## START EXTRACT TO READ

1250-1300: Middle English compound word wool + sack.  Wool came from the Middle English wolle, from Old English wull, from Proto-Germanic wullō (cognate with the Saterland Frisian wulle, the Low German wull, the Dutch wol, German wolle and Norwegian ull.  All are thought derived from the primitive hwĺ̥hneh, thought also to have influenced the Welsh gwlân, the Latin lāna, the Lithuanian vìlna, the Russian во́лос (vólos), the Balau влас and the Albanian lesh.  All meant variously “wool, hair, fleece”.

Sack was from the Middle English sak (bag, sackcloth) from the Old English sacc (sack, bag) and sæcc (sackcloth, sacking), both from the Proto-Germanic sakkuz (sack), from the Classical Latin saccus (large bag), derived from the Ancient Greek σάκκος ((sákkos (bag of coarse cloth)).  Ultimate source is though Semitic, possibly Phoenician.  Word was cognate with the Dutch zak, the German Sack, the Swedish säck, the Hebrew שַׂק‎ ((śaq, sack, sackcloth)), the Aramaic סַקָּא, the Classical Syriac ܣܩܐ, Ge'ez ሠቅ (śä), the Akkadian saqqu and the Egyptian sg (to gather together).  There are sack factions among the etymologists.  Some suggest sack was originally Egyptian, a nominal derivative of sq that also yielded the Coptic sok and made its way into Greek by way of a Semitic intermediary.  Others reject this view on the technical grounds that an originally Egyptian word would be expected to yield the Hebrew סַק rather than שַׂק (only they understand this stuff).  This faction posits the Coptic and Greek words are both borrowings from Semitic, with the Coptic word perhaps developing via Egyptian sg.

## END EXTRACT TO READ

TASKS TO COMPLETE ▸
1. Answer these questions from the word history of wool and sack:
(a) What Old English word did wool come from?
(b) What Classical Latin word does the text give as a source of sack, and what did it mean?
(c) What Coptic word do some etymologists say was also yielded by the Egyptian sq?
2. Can you recast the paragraph of the word history of wool and sack that begins "1250-1300: Middle English compound word" as a short bulleted list that keeps its main facts?
3. Continue the word history of wool and sack from where it stops.

## START MATERIAL SUPPLIED

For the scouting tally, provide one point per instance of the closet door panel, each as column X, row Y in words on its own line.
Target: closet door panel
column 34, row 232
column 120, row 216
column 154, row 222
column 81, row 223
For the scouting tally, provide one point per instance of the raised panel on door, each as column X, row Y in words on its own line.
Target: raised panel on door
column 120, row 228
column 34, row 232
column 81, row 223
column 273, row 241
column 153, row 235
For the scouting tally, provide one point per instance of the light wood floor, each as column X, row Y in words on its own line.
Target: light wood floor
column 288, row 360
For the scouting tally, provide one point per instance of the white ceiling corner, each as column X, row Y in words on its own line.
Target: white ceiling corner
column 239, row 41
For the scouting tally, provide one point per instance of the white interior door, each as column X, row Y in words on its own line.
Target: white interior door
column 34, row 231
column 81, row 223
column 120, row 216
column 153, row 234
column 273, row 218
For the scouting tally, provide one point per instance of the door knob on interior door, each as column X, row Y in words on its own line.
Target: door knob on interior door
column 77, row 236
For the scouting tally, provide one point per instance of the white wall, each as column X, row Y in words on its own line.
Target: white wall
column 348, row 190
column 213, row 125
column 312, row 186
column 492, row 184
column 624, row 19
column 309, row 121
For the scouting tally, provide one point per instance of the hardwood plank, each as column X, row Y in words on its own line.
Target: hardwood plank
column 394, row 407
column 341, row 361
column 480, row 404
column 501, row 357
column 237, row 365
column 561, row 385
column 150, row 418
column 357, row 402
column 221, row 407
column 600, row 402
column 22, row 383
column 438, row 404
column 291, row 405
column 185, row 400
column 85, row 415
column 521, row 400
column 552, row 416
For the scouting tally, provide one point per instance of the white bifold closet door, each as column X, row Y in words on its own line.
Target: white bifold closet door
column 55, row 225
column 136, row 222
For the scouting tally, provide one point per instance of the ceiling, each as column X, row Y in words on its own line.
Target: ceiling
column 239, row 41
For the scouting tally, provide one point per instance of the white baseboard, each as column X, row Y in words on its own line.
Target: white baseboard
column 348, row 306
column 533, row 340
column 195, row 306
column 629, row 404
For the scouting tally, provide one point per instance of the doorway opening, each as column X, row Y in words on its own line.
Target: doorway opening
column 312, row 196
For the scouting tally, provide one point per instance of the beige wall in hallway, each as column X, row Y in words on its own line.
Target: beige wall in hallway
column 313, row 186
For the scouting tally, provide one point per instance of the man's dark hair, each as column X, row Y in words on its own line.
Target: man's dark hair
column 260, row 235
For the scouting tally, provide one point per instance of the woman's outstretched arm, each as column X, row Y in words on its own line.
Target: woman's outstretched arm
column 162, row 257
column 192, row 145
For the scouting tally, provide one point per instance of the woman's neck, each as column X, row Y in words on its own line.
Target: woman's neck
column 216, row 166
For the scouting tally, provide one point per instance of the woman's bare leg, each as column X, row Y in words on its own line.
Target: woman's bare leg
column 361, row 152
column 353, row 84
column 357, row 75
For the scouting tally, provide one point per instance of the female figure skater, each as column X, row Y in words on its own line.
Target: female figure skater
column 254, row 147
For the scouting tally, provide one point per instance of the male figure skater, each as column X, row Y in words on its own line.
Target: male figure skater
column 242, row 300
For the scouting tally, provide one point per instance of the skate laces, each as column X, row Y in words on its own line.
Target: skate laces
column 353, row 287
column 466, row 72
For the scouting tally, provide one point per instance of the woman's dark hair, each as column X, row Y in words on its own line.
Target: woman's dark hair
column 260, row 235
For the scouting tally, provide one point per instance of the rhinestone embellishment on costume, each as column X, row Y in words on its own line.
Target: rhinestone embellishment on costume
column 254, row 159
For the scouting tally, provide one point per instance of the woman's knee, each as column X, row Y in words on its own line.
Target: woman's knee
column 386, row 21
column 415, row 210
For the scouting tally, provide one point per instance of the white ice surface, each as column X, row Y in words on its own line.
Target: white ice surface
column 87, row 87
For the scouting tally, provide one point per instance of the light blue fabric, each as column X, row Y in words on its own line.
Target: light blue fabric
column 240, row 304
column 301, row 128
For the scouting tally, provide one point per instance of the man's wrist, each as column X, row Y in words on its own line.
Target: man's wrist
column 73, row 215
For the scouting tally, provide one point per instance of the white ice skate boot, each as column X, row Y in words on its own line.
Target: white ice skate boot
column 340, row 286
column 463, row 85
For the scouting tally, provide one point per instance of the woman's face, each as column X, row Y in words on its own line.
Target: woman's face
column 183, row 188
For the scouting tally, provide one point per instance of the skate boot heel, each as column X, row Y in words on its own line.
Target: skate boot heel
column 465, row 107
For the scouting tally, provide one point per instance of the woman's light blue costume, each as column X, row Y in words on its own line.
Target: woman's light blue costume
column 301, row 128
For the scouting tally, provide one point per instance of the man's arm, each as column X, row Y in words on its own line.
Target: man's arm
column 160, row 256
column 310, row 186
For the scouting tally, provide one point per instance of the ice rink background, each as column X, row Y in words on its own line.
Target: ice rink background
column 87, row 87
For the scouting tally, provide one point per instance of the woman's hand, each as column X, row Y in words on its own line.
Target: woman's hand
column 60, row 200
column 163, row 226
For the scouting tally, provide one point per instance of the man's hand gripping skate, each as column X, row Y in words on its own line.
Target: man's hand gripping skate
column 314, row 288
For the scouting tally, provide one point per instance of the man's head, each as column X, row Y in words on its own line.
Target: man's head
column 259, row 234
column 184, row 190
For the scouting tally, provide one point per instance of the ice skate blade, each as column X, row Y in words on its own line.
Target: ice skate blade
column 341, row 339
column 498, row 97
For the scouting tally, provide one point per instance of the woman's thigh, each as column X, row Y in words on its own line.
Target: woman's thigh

## END MATERIAL SUPPLIED
## START MATERIAL SUPPLIED

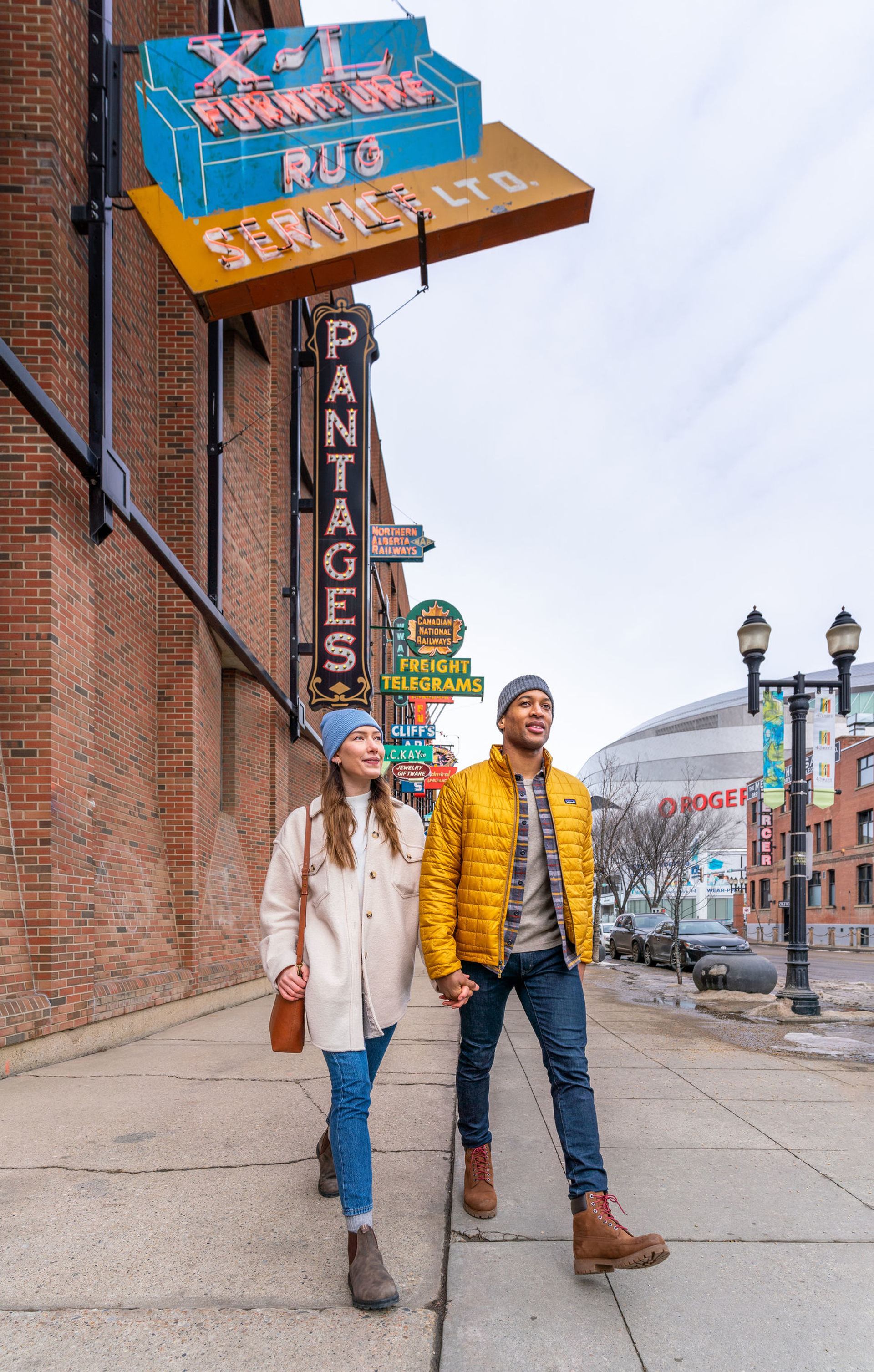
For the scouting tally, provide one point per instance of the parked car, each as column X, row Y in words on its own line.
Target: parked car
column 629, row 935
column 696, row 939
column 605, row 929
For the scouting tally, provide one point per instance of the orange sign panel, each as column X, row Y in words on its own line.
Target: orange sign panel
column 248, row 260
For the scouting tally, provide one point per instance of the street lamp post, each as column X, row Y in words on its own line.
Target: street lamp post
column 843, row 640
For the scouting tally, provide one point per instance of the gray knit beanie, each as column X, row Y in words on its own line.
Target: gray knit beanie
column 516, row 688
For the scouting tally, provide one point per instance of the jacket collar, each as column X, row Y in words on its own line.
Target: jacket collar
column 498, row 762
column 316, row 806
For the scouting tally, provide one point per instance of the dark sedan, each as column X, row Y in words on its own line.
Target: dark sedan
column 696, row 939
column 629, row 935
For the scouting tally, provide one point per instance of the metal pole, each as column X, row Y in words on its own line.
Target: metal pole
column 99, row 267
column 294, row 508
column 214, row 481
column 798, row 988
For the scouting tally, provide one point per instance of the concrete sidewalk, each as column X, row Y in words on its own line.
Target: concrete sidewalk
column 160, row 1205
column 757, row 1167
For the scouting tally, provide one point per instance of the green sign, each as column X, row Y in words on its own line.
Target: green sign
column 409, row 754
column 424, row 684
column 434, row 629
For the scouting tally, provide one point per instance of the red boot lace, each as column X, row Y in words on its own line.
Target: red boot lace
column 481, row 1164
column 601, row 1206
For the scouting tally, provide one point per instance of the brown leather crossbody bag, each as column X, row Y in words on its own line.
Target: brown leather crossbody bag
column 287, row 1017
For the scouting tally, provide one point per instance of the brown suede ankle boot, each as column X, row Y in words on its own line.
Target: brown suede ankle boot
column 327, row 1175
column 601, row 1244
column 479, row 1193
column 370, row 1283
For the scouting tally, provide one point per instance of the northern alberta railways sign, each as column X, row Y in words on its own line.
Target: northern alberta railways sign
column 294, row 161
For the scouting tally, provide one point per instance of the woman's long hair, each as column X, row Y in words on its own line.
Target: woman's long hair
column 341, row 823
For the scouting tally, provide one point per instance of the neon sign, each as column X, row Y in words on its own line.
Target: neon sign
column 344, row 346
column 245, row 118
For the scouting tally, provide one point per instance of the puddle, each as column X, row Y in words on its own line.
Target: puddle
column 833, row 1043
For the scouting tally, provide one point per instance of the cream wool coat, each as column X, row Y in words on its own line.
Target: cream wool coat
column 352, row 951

## END MATERIAL SUPPLIED
## START MATERIAL SUPPLIED

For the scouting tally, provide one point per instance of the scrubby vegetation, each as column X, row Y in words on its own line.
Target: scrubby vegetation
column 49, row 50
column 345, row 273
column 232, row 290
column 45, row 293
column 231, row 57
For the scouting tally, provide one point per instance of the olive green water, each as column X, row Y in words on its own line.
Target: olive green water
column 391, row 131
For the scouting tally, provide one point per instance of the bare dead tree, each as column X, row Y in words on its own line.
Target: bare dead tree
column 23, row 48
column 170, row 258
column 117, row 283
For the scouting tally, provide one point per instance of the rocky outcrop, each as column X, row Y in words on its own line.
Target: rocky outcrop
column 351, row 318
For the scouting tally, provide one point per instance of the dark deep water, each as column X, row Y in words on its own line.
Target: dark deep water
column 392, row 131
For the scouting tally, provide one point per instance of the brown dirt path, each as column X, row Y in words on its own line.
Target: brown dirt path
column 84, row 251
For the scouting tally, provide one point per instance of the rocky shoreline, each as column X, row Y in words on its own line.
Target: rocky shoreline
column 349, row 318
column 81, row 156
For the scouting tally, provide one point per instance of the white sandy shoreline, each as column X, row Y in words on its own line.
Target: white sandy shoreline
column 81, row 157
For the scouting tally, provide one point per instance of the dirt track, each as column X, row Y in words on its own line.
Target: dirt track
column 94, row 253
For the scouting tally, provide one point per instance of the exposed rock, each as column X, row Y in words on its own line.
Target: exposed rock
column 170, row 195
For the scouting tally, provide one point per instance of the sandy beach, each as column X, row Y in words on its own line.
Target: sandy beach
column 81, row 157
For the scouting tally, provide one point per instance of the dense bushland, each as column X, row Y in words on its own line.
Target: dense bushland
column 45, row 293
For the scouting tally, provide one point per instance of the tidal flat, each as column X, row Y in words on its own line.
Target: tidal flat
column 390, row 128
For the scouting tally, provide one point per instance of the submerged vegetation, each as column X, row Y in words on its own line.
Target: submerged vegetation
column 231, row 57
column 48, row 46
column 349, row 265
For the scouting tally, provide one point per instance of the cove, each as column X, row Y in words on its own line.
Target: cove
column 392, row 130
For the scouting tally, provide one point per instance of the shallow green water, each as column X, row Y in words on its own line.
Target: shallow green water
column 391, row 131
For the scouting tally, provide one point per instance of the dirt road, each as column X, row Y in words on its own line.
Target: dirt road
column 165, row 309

## END MATERIAL SUPPLIED

FINAL RESULTS ▸
1.
(a) wull
(b) saccus, meaning "large bag"
(c) sok

2.
- Date and form: 1250–1300, a Middle English compound of wool + sack.
- Line of descent for wool: Middle English wolle, from Old English wull, from Proto-Germanic wullō.
- Germanic cognates: Saterland Frisian wulle, Low German wull, Dutch wol, German wolle, Norwegian ull.
- Probable root: the primitive hwĺ̥hneh, thought also to have influenced Welsh gwlân, Latin lāna, Lithuanian vìlna, Russian во́лос (vólos) and Albanian lesh.
- Shared sense: "wool, hair, fleece."

3.
The Horsesack

The Woolsack is the seat of the Lord Speaker in the House of Lords, the UK’s upper house although until the constitutional reforms of the twenty-first century, that was the role of the lord chancellor, an office dating at least from the Norman Conquest though references to the title appear as early as 605.  The New Labour government attempted in 2003 to abolish the office but a review determined it couldn’t be done without an act of Parliament and that was a distraction the government at the time preferred not to inflict on itself.  Instead, enabling legislation providing for the creation of the office of Lord Speaker and a redefinition of the role of lord chancellor was drafted in 2004 and, after a few squabbles, received royal assent a year later with the structural changes effected by 2006.

The Lord Chancellor (once styled as Lord High Chancellor of Great Britain) is in the UK’s order of precedence, the highest-ranking among the extant Great Officers of State, out-ranked only by certain royal personages and the Archbishop of Canterbury.  A lord chancellor is appointed by the sovereign on the advice of the prime-minister and before the acts of union which made them constituent parts of Great Britain, there were separate lord chancellors for the Kingdom of England (including the Principality of Wales) and the Kingdom of Scotland, the office of Lord Chancellor of Ireland disestablished in 1922, consequent upon the Anglo-Irish Treaty (1921) which granted Ireland a considerable autonomy which in the years to come would evolve into independence.  That the office of Lord Chancellor for Ireland existed as early as the twelfth century seems certain but whether this was something distinct from the English office is unclear and the oldest surviving records which verify a separate Irish office date from the thirteenth century.  For centuries the Irish appointee was a clergyman, usually English and while lay chancellors tended to be the rule after the Reformation (no cleric appointed after 1665), Irish-born appointments were rare before the mid-nineteenth century.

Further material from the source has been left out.